# Text passage
※

As defined by Denning [9], the working set of a process is the set of memory pages it is effectively using at a given moment, including code, data, stack, and heap pages. When the available RAM space is not enough to hold the working sets of all the active processes, paging activity increases, to free RAM space and to load the memory pages requested by the processes. Consequently, the system performance degrades, because the operating system should spend some effort doing I/O to save/retrieve pages to/from the disk, and because processes should wait for the pages they need to be available.
When physical memory is under a stressing demand, a memory thrashing situation may occur. Under such situation, CPU usage falls and the system becomes almost unresponsive, since the application processes are continuously waiting for memory pages to continue their execution. This paper presents a quantitative evaluation of some popular general-purpose operating systems under thrashing conditions. We selected four commodity operating systems and defined our own benchmark tool, which induces a controlled thrashing situation in each operating system under study and then brings it back to normality.
This text is organized as follows: Sect. 2 revisits the concept of memory thrashing, presents some proposed solutions, and discusses how current commodity operating systems deal with it; Sect. 3 presents some benchmark tools used to measure memory performance in computing systems; Sect. 4 discusses the benchmark strategy adopted in this work, presents the developed benchmark tool, and indicates how memory performance measurements were taken in each operating system under study; Sect. 5 describes the experiments performed and analyses the results obtained; finally, Sect. 6 concludes the paper.
This paper is based in a previous work [10], published in a Brazilian workshop (in Portuguese). The present paper includes more details about the experiments performed and a much deeper analysis of their results.
Memory thrashing
The term memory thrashing [8] refers to a situation of memory stress on a computer, in which a large amount of paging I/O activity slows down the execution of processes and makes the system unusable. The dynamics of thrashing in a page-based memory system is somewhat simple: the set of memory pages a process needs for its execution at a given moment is called its working set [9]. If a process does not have its current working set entirely in RAM memory, it generates page faults to retrieve the missing memory pages from the swap area in disk. If the amount of RAM available in the system is not sufficient to hold the working sets of all the active processes, the memory management needs to continuously swap-out (save to disk) pages from some processes to swap-in (load from disk) requested pages for other processes. Due to this cascading effect, the processes’ execution evolves very slowly, since they spend most of their time waiting for the pages they need to be loaded into the RAM. Thus, the CPU usage falls down and the system becomes almost unresponsive.
The thrashing phenomenon is influenced by several factors, such as the amount of RAM memory available, the number and size of the active processes, the locality of reference of their execution, the algorithms used for page selection (for swap-outs) and the disk I/O speed [8]. An obvious remedy for this situation would be to increase the amount of RAM memory available in the system, but this is not always possible and may not solve the problem. In fact, it just pushes the thrashing threshold and consequently reduces the probability of its occurrence, but does not change the system behavior whenever a memory thrashing occurs.
Technical literature has several proposals to manage memory thrashing. After the pioneering efforts done by Denning [8] and his working set model [9], Blake [2] proposed a thrashing control method based in the discrete control theory. It defines a thrashing level indicator to be used as a feedback parameter to a control algorithm that can increase or decrease the multiprogramming level of the system. Among others, Markatos [19] proposed to use memory from other machines in a local network instead of the local disks, to reduce memory thrashing. They obtained interesting results, although the expected performance is heavily dependent on the network traffic.

※

# Extracted information

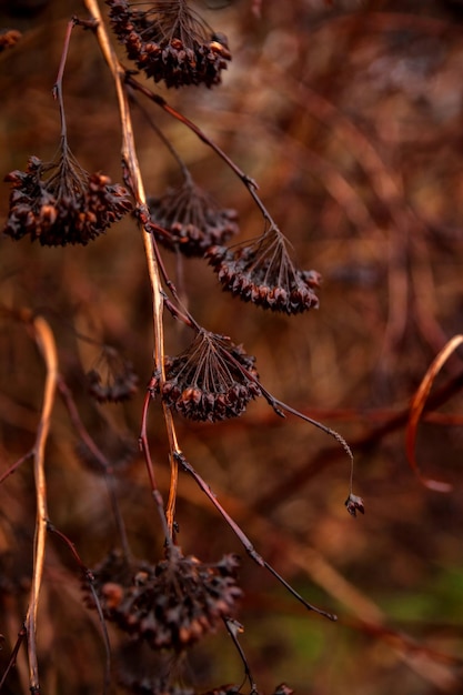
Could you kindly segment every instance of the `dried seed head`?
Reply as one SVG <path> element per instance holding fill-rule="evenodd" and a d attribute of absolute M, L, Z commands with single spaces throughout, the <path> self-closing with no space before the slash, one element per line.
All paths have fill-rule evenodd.
<path fill-rule="evenodd" d="M 154 390 L 178 413 L 197 421 L 236 417 L 261 395 L 255 359 L 229 338 L 199 331 L 177 357 L 165 357 L 165 380 Z"/>
<path fill-rule="evenodd" d="M 105 1 L 115 36 L 147 77 L 167 87 L 220 83 L 231 60 L 227 38 L 214 33 L 185 0 L 133 7 L 128 0 Z M 142 4 L 149 9 L 141 10 Z"/>
<path fill-rule="evenodd" d="M 179 652 L 233 613 L 241 597 L 236 567 L 235 555 L 203 564 L 178 547 L 154 566 L 113 553 L 93 570 L 93 586 L 107 620 L 153 648 Z"/>
<path fill-rule="evenodd" d="M 99 403 L 128 401 L 135 393 L 139 382 L 132 364 L 109 345 L 104 345 L 85 379 L 89 393 Z"/>
<path fill-rule="evenodd" d="M 104 427 L 102 435 L 93 441 L 97 449 L 80 440 L 76 453 L 85 469 L 100 475 L 125 469 L 139 453 L 137 440 L 120 436 L 111 427 Z"/>
<path fill-rule="evenodd" d="M 188 256 L 202 256 L 210 246 L 222 244 L 239 232 L 238 213 L 221 210 L 191 179 L 168 190 L 162 198 L 150 199 L 148 204 L 152 222 L 168 232 L 153 228 L 157 240 Z"/>
<path fill-rule="evenodd" d="M 249 245 L 212 246 L 205 252 L 224 290 L 263 309 L 296 314 L 319 306 L 315 271 L 300 271 L 290 259 L 286 240 L 270 228 Z"/>
<path fill-rule="evenodd" d="M 6 181 L 12 191 L 3 233 L 44 246 L 85 245 L 132 208 L 125 189 L 88 174 L 66 145 L 56 161 L 31 157 L 26 171 L 12 171 Z"/>

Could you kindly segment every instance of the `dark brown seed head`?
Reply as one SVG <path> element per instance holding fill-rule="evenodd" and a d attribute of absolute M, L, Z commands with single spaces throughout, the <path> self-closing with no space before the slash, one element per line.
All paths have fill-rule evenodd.
<path fill-rule="evenodd" d="M 319 306 L 315 271 L 298 270 L 286 241 L 271 228 L 251 244 L 217 245 L 205 252 L 224 290 L 263 309 L 296 314 Z"/>
<path fill-rule="evenodd" d="M 67 147 L 49 163 L 31 157 L 26 171 L 12 171 L 6 181 L 12 191 L 3 233 L 44 246 L 85 245 L 132 208 L 125 189 L 89 175 Z"/>
<path fill-rule="evenodd" d="M 128 0 L 105 1 L 115 36 L 147 77 L 175 88 L 220 83 L 220 73 L 231 60 L 227 39 L 214 33 L 185 0 L 133 6 Z"/>
<path fill-rule="evenodd" d="M 239 232 L 236 212 L 220 209 L 191 180 L 162 198 L 150 199 L 149 208 L 157 240 L 189 256 L 202 256 L 210 246 L 222 244 Z"/>
<path fill-rule="evenodd" d="M 179 652 L 234 612 L 238 564 L 235 555 L 204 564 L 177 546 L 157 565 L 111 554 L 93 571 L 93 586 L 107 620 L 153 648 Z"/>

※

# What you need to do
- a) In the memory thrashing passage, what did Markatos propose to use instead of the local disks to reduce memory thrashing?
- b) Repeat everything in the memory thrashing passage from "This text is" down to "of their results.".
- c) Pick up the memory thrashing passage after its last sentence and keep writing.

# Responses to the exercise
- a) Memory from other machines in a local network.

- b)
This text is organized as follows: Sect. 2 revisits the concept of memory thrashing, presents some proposed solutions, and discusses how current commodity operating systems deal with it; Sect. 3 presents some benchmark tools used to measure memory performance in computing systems; Sect. 4 discusses the benchmark strategy adopted in this work, presents the developed benchmark tool, and indicates how memory performance measurements were taken in each operating system under study; Sect. 5 describes the experiments performed and analyses the results obtained; finally, Sect. 6 concludes the paper.
This paper is based in a previous work [10], published in a Brazilian workshop (in Portuguese). The present paper includes more details about the experiments performed and a much deeper analysis of their results.

- c)
The works [15, 16] defined a technique called TPF (Thrashing Protection Facility) to manage memory thrashing situations. In this approach, a token is assigned to one process in the system; the process holding the token is protected from the trashing, because its pages are kept in RAM by the swapping mechanism. The allocation of the token to a process follows some rules: (a) the token holder is the same in the last few seconds; (b) the current token holder did not generate page faults since it received the token; and (c) the current active process has not received the token recently.
More recently, Reuven and Wiseman [30] proposed a mid-term process scheduler that takes into account the whole RAM usage. The active processes in the system are separated in a number of “packs” according to their RAM usage. The size of each pack should be the closest to the system’s free RAM space. Grouping the active processes into packs means solving a classic bin packing problem. The process packs are then scheduled using a round-robin policy; inside a pack, processes are scheduled by the standard OS scheduler. This mid-term pack scheduler ensures that the RAM demand for the active processes in a pack fits the available RAM space, thus preventing memory thrashing. Since the pack scheduling quantum is longer than the system quantum, interactive and real-time processes should be treated separately.
In the following, approaches for thrashing management present in some popular COTS operating systems are discussed. The FreeBSD operating system detects thrashing through the monitoring of the RAM usage level [24]. When the free RAM memory is low and there is a high rate of page requests, the system is presumed to be under thrashing. The memory management subsystem then tries to reduce the thrashing by not allowing the last active process to get back to the CPU for some time. Such approach allows the memory subsystem to discharge all the pages of the last active process to disk, freeing up memory for the other active processes. If the thrashing continues, more processes are chosen to be blocked and swapped out, until the page fault rate decreases. Blocked processes can return to activity after 20 s, which may cause a new thrashing, leading to other processes being blocked, and so on.
The current Linux kernel implements a variant of the TPF approach [16], as defined by Jiang and Zhang [17]. However, in cases of extreme trashing, the prevention algorithm is left aside and the memory manager starts to choose and kill “bad” processes, using an appropriate heuristics, until the memory demand is reduced to manageable levels [3].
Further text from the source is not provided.